But later work has increasingly focused on the picayune.

picayune (adj) : (informal terms) small and of little importance [syn: fiddling, footling, lilliputian, little, Mickey Mouse, niggling, piddling, piffling, petty, trivial] – Superfreaky

Word 221: Gossamer

If all that sounds like a gossamer bit of Web 2.0 preciousness, consider that Gannett is in the process of remaking the newsrooms at its 90 newspapers into “information centers,” a place where readers are given access to all the tools of journalism including, yes, the journalists themselves.

gossamer (adj) 1: characterized by unusual lightness and delicacy [syn: ethereal] 2: so thin as to transmit light [syn: diaphanous, filmy, gauzy, see-through, sheer, transparent, vaporous, cobwebby] – All the World’s a Story

Word 220: Evince

Later, as a highly paid star, he still evinced the sense of freedom that came with working on cheap pictures outside the big studio system.

evince (v) 1. To conquer; to subdue; 2. To show in a clear manner; to prove beyond any reasonable doubt; to manifest; to make evident; to bring to light; to evidence. – Seventy years, and he’s still shining

Word 219: Ecdysiast

The ”ebony-haired ecdysiast” was irresistible copy, especially when it came to her sixty-inch chest.

ecdysiast (n) : a performer who provides erotic entertainment by undressing to music [syn: stripper, striptease artist, striptease, stripteaser, exotic dancer, peeler] – The Greatest Stories Never Told

Word 218: Pablum

A knowledgeable expert puts in a lot of work improving an article on their pet topic, but without constant diligence, the mob will introduce pablum and distortion until all their precious work is undone.

Pablum (n) 1: a soft form of cereal for infants 2: worthless or oversimplified ideas [syn: pap] – On Wikipedia burnout and hostility toward expertise

Word 217: Astringent

He offers the original words of Rodney King as an instance: ”People, I just want to say, you know, can we all get along? Can we get along? Can we stop making it, making it horrible for the older people and the kids? . . . Please, we can get along here. We all can get along. I mean, we’re all stuck here for a while. Let’s try to work it out. Let’s try to beat it. Let’s try to beat it. Let’s try to work it out.” This is the rambling outburst that became the astringent and immortal ”Can’t we all get along?”

==*==

Job ▸ Give back the full text of the vocabulary entries word for word, from the first line to the last. The items that follow the vocabulary entries play no part in what is asked here.

Data excerpts ▸
==*==

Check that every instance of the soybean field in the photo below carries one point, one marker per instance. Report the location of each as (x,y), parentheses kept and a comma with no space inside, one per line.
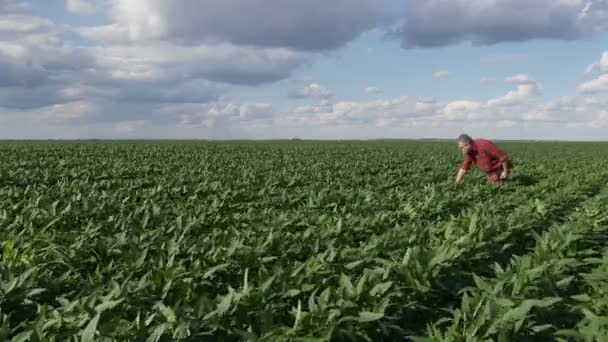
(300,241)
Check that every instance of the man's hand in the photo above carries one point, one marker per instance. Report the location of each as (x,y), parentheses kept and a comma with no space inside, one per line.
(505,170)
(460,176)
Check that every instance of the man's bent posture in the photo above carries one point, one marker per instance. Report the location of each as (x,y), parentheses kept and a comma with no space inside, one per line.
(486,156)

==*==

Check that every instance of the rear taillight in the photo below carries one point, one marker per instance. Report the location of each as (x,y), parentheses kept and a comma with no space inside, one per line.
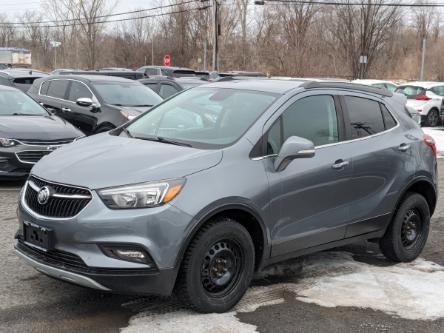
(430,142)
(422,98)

==*==

Answer for this exercise ▸
But later work has increasingly focused on the picayune.

picayune (adj) : (informal terms) small and of little importance [syn: fiddling, footling, lilliputian, little, Mickey Mouse, niggling, piddling, piffling, petty, trivial] – Superfreaky

Word 221: Gossamer

If all that sounds like a gossamer bit of Web 2.0 preciousness, consider that Gannett is in the process of remaking the newsrooms at its 90 newspapers into “information centers,” a place where readers are given access to all the tools of journalism including, yes, the journalists themselves.

gossamer (adj) 1: characterized by unusual lightness and delicacy [syn: ethereal] 2: so thin as to transmit light [syn: diaphanous, filmy, gauzy, see-through, sheer, transparent, vaporous, cobwebby] – All the World’s a Story

Word 220: Evince

Later, as a highly paid star, he still evinced the sense of freedom that came with working on cheap pictures outside the big studio system.

evince (v) 1. To conquer; to subdue; 2. To show in a clear manner; to prove beyond any reasonable doubt; to manifest; to make evident; to bring to light; to evidence. – Seventy years, and he’s still shining

Word 219: Ecdysiast

The ”ebony-haired ecdysiast” was irresistible copy, especially when it came to her sixty-inch chest.

ecdysiast (n) : a performer who provides erotic entertainment by undressing to music [syn: stripper, striptease artist, striptease, stripteaser, exotic dancer, peeler] – The Greatest Stories Never Told

Word 218: Pablum

A knowledgeable expert puts in a lot of work improving an article on their pet topic, but without constant diligence, the mob will introduce pablum and distortion until all their precious work is undone.

Pablum (n) 1: a soft form of cereal for infants 2: worthless or oversimplified ideas [syn: pap] – On Wikipedia burnout and hostility toward expertise

Word 217: Astringent

He offers the original words of Rodney King as an instance: ”People, I just want to say, you know, can we all get along? Can we get along? Can we stop making it, making it horrible for the older people and the kids? . . . Please, we can get along here. We all can get along. I mean, we’re all stuck here for a while. Let’s try to work it out. Let’s try to beat it. Let’s try to beat it. Let’s try to work it out.” This is the rambling outburst that became the astringent and immortal ”Can’t we all get along?”